[What you will do] Reproduce all of the material exactly as shown.

Named object pointing entries

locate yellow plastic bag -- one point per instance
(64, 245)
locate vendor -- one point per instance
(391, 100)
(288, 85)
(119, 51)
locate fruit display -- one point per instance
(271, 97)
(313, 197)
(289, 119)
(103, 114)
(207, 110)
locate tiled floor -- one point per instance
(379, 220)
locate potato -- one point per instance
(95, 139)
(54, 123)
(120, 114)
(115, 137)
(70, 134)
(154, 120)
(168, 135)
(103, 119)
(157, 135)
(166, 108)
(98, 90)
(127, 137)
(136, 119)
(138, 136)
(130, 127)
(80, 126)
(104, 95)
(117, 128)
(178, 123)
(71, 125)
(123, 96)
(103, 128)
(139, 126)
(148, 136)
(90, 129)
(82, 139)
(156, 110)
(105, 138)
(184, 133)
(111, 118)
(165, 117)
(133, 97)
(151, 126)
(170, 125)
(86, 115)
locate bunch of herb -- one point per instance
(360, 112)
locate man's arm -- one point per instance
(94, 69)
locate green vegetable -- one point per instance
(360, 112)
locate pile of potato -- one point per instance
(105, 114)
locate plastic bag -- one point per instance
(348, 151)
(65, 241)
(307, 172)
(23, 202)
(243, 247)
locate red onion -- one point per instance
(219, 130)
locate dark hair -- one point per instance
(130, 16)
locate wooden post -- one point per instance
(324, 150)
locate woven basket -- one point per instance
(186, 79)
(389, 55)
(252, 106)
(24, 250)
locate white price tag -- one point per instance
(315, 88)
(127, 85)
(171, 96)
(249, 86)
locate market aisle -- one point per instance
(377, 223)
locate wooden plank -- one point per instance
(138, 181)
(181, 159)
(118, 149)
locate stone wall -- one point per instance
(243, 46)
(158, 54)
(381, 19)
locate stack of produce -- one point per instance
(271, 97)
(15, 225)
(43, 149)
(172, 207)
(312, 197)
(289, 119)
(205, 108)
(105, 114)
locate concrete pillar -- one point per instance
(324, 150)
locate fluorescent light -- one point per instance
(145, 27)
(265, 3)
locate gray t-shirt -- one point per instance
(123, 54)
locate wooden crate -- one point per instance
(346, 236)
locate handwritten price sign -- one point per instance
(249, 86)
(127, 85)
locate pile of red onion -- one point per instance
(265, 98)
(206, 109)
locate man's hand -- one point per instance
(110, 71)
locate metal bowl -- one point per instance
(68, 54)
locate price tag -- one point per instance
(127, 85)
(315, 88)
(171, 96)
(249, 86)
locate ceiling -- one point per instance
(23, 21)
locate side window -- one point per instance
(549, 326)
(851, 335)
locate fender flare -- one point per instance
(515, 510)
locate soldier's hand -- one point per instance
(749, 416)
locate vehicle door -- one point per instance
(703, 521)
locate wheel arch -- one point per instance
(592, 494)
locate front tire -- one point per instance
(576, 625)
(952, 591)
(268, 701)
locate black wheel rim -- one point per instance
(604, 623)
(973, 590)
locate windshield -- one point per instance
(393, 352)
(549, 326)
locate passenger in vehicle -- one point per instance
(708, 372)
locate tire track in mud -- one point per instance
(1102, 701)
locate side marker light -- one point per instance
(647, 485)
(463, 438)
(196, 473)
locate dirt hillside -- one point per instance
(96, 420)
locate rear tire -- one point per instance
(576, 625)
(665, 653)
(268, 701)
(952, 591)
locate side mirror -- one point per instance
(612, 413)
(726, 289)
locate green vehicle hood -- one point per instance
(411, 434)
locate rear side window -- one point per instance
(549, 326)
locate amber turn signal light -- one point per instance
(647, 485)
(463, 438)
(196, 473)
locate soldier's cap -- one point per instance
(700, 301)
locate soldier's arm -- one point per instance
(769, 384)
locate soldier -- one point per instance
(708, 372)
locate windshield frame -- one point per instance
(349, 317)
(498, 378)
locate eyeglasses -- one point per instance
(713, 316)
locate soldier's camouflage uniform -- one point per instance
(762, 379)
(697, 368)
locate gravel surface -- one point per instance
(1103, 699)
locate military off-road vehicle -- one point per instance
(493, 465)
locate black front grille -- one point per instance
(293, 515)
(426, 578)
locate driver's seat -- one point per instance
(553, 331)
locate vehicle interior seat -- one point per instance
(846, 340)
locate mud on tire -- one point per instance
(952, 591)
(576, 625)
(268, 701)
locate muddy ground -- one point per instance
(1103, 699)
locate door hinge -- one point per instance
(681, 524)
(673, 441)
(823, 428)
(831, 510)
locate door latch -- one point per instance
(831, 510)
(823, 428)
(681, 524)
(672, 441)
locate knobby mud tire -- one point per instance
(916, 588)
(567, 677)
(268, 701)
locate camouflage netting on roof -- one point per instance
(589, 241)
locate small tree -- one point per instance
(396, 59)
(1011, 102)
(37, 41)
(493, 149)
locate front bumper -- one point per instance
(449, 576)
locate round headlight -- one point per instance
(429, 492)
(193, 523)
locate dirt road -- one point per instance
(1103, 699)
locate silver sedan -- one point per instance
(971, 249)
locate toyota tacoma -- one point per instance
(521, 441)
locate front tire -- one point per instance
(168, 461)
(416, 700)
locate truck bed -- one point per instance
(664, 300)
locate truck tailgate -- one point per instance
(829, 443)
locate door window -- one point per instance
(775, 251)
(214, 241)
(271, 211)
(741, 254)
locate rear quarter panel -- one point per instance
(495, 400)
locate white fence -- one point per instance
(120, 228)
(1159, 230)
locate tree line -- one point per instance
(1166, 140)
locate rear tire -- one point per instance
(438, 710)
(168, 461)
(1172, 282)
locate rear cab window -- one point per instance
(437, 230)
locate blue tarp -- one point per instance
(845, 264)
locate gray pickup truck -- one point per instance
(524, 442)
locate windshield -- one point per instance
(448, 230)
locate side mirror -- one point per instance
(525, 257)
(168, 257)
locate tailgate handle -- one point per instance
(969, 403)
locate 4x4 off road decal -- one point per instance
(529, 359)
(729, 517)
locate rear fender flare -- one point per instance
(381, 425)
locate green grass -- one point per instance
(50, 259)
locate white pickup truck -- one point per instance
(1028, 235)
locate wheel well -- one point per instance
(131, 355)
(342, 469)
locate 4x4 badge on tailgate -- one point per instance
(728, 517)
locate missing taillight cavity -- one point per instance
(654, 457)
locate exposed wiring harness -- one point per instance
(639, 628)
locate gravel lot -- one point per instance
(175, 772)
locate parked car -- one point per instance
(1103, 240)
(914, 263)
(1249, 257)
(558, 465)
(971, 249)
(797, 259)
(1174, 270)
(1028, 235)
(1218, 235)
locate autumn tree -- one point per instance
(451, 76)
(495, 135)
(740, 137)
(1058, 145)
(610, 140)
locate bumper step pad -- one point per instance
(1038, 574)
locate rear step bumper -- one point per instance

[Solution to the problem]
locate yellow plastic bag -- one point per instance
(64, 245)
locate vendor -- one point per instance
(391, 100)
(288, 85)
(119, 51)
locate fruit display -- one point per instance
(271, 97)
(313, 197)
(289, 119)
(103, 114)
(207, 110)
locate tiled floor -- one point per instance
(379, 220)
locate potato -- one point per instance
(95, 139)
(54, 123)
(120, 114)
(115, 137)
(70, 134)
(154, 120)
(168, 135)
(103, 119)
(157, 135)
(166, 108)
(98, 90)
(127, 137)
(136, 119)
(138, 136)
(130, 127)
(80, 126)
(104, 95)
(117, 128)
(178, 123)
(71, 125)
(123, 96)
(103, 128)
(139, 126)
(148, 136)
(90, 129)
(82, 139)
(156, 110)
(105, 138)
(184, 133)
(111, 118)
(165, 117)
(133, 97)
(151, 126)
(170, 125)
(86, 115)
locate bunch of herb -- one point per instance
(360, 112)
locate man's arm -- one point per instance
(94, 69)
locate green vegetable -- one point per instance
(360, 112)
locate pile of potato -- one point per instance
(105, 114)
locate plastic bag -- one point per instance
(348, 151)
(65, 241)
(307, 172)
(23, 202)
(243, 247)
locate red onion -- one point per instance
(219, 130)
locate dark hair -- one point per instance
(130, 16)
locate wooden post -- one point per instance
(324, 150)
locate woven basket -- one point per instance
(186, 79)
(389, 55)
(252, 106)
(24, 250)
locate white price tag -- one point per instance
(315, 88)
(127, 85)
(171, 96)
(249, 86)
locate market aisle -- one point per instance
(377, 223)
locate wooden plank -- one point per instance
(138, 181)
(181, 159)
(118, 149)
locate stone wall -- one point per instance
(243, 46)
(158, 54)
(381, 19)
locate stack of produce -- one point per instance
(271, 97)
(15, 225)
(43, 149)
(172, 207)
(312, 197)
(289, 119)
(205, 108)
(105, 114)
locate concrete pillar -- one point per instance
(324, 150)
locate fluorescent light -- one point per instance
(145, 27)
(265, 3)
locate gray t-shirt -- one point per instance
(123, 54)
locate wooden crate -- one point per instance
(346, 236)
locate handwritten price sign -- one point per instance
(249, 86)
(127, 85)
locate pile of red onion -- one point per instance
(265, 98)
(206, 109)
locate man's hand -- one point per instance
(110, 71)
locate metal bowl -- one point per instance
(68, 54)
locate price tag -- one point per instance
(127, 85)
(315, 88)
(171, 96)
(249, 86)
locate ceiling -- one point per instance
(23, 21)
locate side window -- one point per instance
(549, 326)
(851, 335)
locate fender flare -- one point per instance
(515, 510)
locate soldier's hand -- one point per instance
(749, 416)
locate vehicle door -- one point per instance
(703, 521)
locate wheel arch -- one point per instance
(592, 494)
locate front tire -- one point per instance
(576, 625)
(952, 591)
(268, 701)
locate black wheel rim -- one point per instance
(604, 623)
(973, 590)
locate windshield -- one point per instance
(393, 352)
(549, 326)
locate passenger in vehicle -- one point per instance
(708, 372)
locate tire track in mud -- one point per instance
(1102, 701)
locate side marker light -- one point per instance
(647, 485)
(463, 438)
(196, 473)
locate dirt hillside -- one point per instance
(96, 420)
locate rear tire -- one point per instance
(576, 625)
(665, 653)
(268, 701)
(952, 591)
locate side mirror -- one point per instance
(612, 413)
(726, 289)
locate green vehicle hood -- one point per instance
(411, 434)
locate rear side window -- one point per instance
(549, 326)
locate amber turn signal light -- one point per instance
(647, 485)
(463, 438)
(196, 473)
locate soldier's cap -- one point per instance
(700, 301)
locate soldier's arm -- one point per instance
(769, 384)
locate soldier -- one point per instance
(708, 372)
locate windshield frame -- one point per instance
(349, 317)
(498, 378)
locate eyeglasses -- one point per instance
(713, 316)
locate soldier's camouflage uniform -- one point per instance
(762, 379)
(697, 368)
locate gravel surface -- one point per instance
(1103, 699)
locate military off-road vehicle -- one point per instance
(493, 465)
locate black front grille -- one point per instance
(293, 515)
(426, 578)
locate driver's seat -- one point per instance
(553, 331)
locate vehicle interior seat -- one point per instance
(846, 340)
locate mud on tire -- one point per instance
(952, 591)
(576, 625)
(268, 701)
locate muddy ground -- one point per instance
(1103, 699)
locate door hinge -- one point per instance
(681, 524)
(673, 441)
(823, 428)
(831, 510)
locate door latch -- one point per instance
(831, 510)
(823, 428)
(681, 524)
(672, 441)
locate knobby mud tire -- one point per instance
(916, 588)
(567, 677)
(268, 701)
locate camouflage netting on roof -- one point per instance
(589, 241)
locate small tree -- one point per instance
(396, 59)
(1011, 102)
(37, 41)
(493, 149)
locate front bumper -- one point per instance
(449, 576)
locate round headlight -- one point per instance
(429, 492)
(193, 523)
locate dirt road -- one point per instance
(1103, 699)
locate silver sedan -- one point per instance
(971, 249)
locate toyota tacoma -- one point per instance
(521, 441)
locate front tire -- one point per instance
(168, 461)
(416, 700)
locate truck bed -- one point per instance
(664, 300)
locate truck tailgate -- one point per instance
(829, 443)
locate door window -- one point per instance
(775, 251)
(214, 241)
(271, 211)
(741, 254)
locate rear quarter panel -- one point per instance
(495, 400)
locate white fence -- one point per instance
(120, 228)
(1159, 230)
locate tree line -- one point per instance
(1166, 140)
locate rear tire -- one point per instance
(438, 710)
(168, 461)
(1172, 282)
locate rear cab window -- one point per instance
(437, 230)
locate blue tarp -- one point per instance
(845, 264)
locate gray pickup truck -- one point per instance
(524, 442)
locate windshield -- one point per instance
(448, 230)
locate side mirror -- one point per instance
(525, 257)
(168, 257)
locate tailgate handle -- one point per instance
(969, 403)
locate 4x4 off road decal -- one point per instance
(529, 359)
(729, 517)
locate rear fender flare -- one point per instance
(381, 425)
locate green grass -- one point per instance
(50, 259)
locate white pickup truck -- one point per instance
(1028, 235)
locate wheel well -- one point per instance
(131, 355)
(342, 469)
locate 4x4 badge on tailgate -- one point per instance
(728, 517)
locate missing taillight cavity -- one point per instance
(654, 457)
locate exposed wiring harness -- one point per instance
(639, 628)
locate gravel lot -- one point per instance
(175, 772)
locate parked car -- one point per instance
(1103, 240)
(914, 263)
(1249, 257)
(558, 465)
(971, 249)
(797, 259)
(1174, 270)
(1028, 235)
(1218, 235)
locate autumn tree -- one point per instance
(451, 76)
(495, 135)
(740, 137)
(1058, 145)
(610, 140)
locate bumper step pad -- one point per instance
(1038, 574)
locate rear step bumper -- one point per instance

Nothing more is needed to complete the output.